Task directions
Reproduce every line of the material below word for word, leaving out the pictures.

Dataset records
• • • • • • •
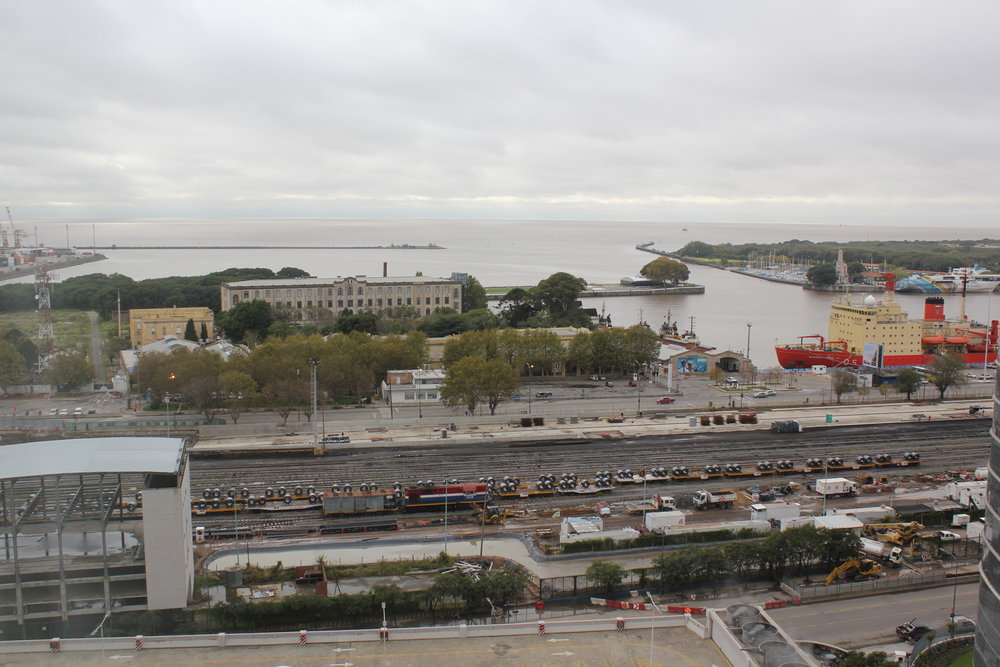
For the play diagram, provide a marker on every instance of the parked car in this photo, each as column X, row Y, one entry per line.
column 910, row 632
column 963, row 625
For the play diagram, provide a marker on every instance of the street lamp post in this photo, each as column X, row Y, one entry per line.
column 446, row 515
column 314, row 364
column 530, row 368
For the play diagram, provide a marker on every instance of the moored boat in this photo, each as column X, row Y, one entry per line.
column 876, row 332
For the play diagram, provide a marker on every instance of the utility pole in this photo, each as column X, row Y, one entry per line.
column 314, row 363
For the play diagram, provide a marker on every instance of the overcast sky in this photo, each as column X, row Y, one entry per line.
column 847, row 111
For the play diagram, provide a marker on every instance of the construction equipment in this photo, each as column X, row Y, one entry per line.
column 855, row 568
column 494, row 514
column 902, row 534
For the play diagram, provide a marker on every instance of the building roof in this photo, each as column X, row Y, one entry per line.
column 314, row 282
column 92, row 455
column 838, row 522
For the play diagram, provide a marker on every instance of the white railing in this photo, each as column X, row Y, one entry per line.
column 221, row 640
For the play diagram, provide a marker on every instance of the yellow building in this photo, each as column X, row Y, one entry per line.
column 147, row 325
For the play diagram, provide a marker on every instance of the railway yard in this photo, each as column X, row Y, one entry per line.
column 286, row 491
column 289, row 488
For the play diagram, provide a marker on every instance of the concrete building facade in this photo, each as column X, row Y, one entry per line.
column 305, row 298
column 987, row 651
column 71, row 559
column 148, row 325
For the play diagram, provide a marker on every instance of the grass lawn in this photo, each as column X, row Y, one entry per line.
column 962, row 661
column 71, row 328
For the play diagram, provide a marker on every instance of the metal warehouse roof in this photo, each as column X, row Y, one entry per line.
column 91, row 455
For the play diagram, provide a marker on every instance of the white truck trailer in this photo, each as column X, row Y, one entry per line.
column 836, row 486
column 655, row 522
column 883, row 550
column 704, row 500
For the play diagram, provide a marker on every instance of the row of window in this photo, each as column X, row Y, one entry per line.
column 360, row 303
column 308, row 293
column 424, row 396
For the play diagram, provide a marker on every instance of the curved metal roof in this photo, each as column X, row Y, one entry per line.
column 92, row 455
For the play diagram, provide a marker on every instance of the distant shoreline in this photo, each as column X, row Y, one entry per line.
column 432, row 246
column 29, row 269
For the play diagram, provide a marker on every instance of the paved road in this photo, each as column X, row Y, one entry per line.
column 871, row 621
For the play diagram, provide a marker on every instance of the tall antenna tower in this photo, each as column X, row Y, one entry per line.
column 43, row 304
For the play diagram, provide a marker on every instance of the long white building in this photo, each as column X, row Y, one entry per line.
column 306, row 297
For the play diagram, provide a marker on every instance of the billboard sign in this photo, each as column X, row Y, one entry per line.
column 692, row 365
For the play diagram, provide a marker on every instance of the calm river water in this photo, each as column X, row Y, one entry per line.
column 512, row 253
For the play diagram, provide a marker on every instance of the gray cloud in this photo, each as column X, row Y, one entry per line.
column 848, row 111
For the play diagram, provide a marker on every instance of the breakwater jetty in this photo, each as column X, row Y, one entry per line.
column 621, row 290
column 23, row 270
column 403, row 246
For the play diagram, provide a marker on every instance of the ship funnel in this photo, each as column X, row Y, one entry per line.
column 934, row 308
• • • • • • •
Response
For the play diagram, provide a marker on every instance of the parked car in this photo, each as column X, row Y, one entry per line.
column 910, row 632
column 963, row 625
For the play diagram, provide a marker on every instance of the street lamp post in this photo, each as column X, row Y, one entry per line.
column 446, row 515
column 314, row 364
column 530, row 368
For the play diagram, provide a marker on every instance of the moored boat in this photo, each as column X, row Y, one entry per line.
column 876, row 332
For the play diagram, provide a marker on every instance of the utility pole in this photo, each as column X, row Y, one entry per line.
column 314, row 363
For the play diagram, provide a marker on every instance of the overcast sky in this photo, each as column X, row Y, one entry per line.
column 847, row 111
For the play diagram, provide a marker on every instance of the construction equipment in this photo, each as column X, row Y, one entry per line.
column 855, row 568
column 494, row 514
column 902, row 534
For the play diagram, provide a marker on every instance of the building roof in this photo, each as column X, row Y, one entry per line.
column 314, row 282
column 92, row 455
column 838, row 522
For the play diagram, provide a marker on every instance of the white railing in this photo, each as column X, row Y, one entry per line.
column 221, row 640
For the play diagram, provide a marker on every instance of the yellow building in this photo, each as column X, row Y, one entry per line.
column 147, row 325
For the play diagram, provide a marker on every instance of the railway yard in this photo, each as column X, row Y, one entry per line.
column 286, row 491
column 289, row 488
For the play diagram, provide a marker on every instance of the concrete building facade in this photo, each as column X, row Y, one entry per line.
column 305, row 298
column 987, row 651
column 71, row 559
column 148, row 325
For the play diagram, provide a marker on every instance of the grass lawn in this photo, each as column X, row Y, one entry per line.
column 962, row 661
column 71, row 328
For the play diagram, provide a marker on every instance of the metal warehouse roof in this photo, each as column X, row Y, one entry per line.
column 91, row 455
For the play diagram, provide a marker on every instance of the white truck trailer in this photo, each as column X, row Y, one entry per line.
column 836, row 486
column 655, row 522
column 883, row 550
column 704, row 500
For the play diagram, provide a marker on every instance of the row of window in this photo, each as column X, row Y, one entry per line.
column 360, row 303
column 308, row 293
column 424, row 396
For the play diagram, provide a marker on every instance of the curved metal roof in this photo, each as column X, row Y, one entry per line.
column 92, row 455
For the play diagram, provide a marker on every instance of the distant shoreline in this photo, each as column X, row Y, one entry per line.
column 432, row 246
column 29, row 269
For the play diagram, provide a marker on every instance of the paved road in this photo, each as column X, row Y, one entry per line.
column 871, row 621
For the play diagram, provide a marker on every instance of the tall antenna tower in this photo, each as column X, row Y, one entry per line.
column 43, row 304
For the play diagram, provide a marker on every instance of the long white building in this photo, each as column X, row Y, one entry per line.
column 306, row 297
For the play diagram, provide a marker on every instance of the billboard sign in this photo, each as column X, row Y, one entry per line.
column 692, row 365
For the play diagram, provide a marker on every instance of the calm river water in this photo, each as column X, row Y, one entry per line.
column 512, row 253
For the play diagram, provide a marker on every instance of the gray cloud in this photo, each as column X, row Y, one entry per line.
column 848, row 111
For the play diagram, provide a marker on every instance of the breakwater jetty in this photo, each as column X, row Y, one entry per line.
column 621, row 290
column 23, row 270
column 403, row 246
For the play diagram, provide a marker on every instance of the ship funnel in this photo, each as column X, row Y, one entry per line.
column 934, row 308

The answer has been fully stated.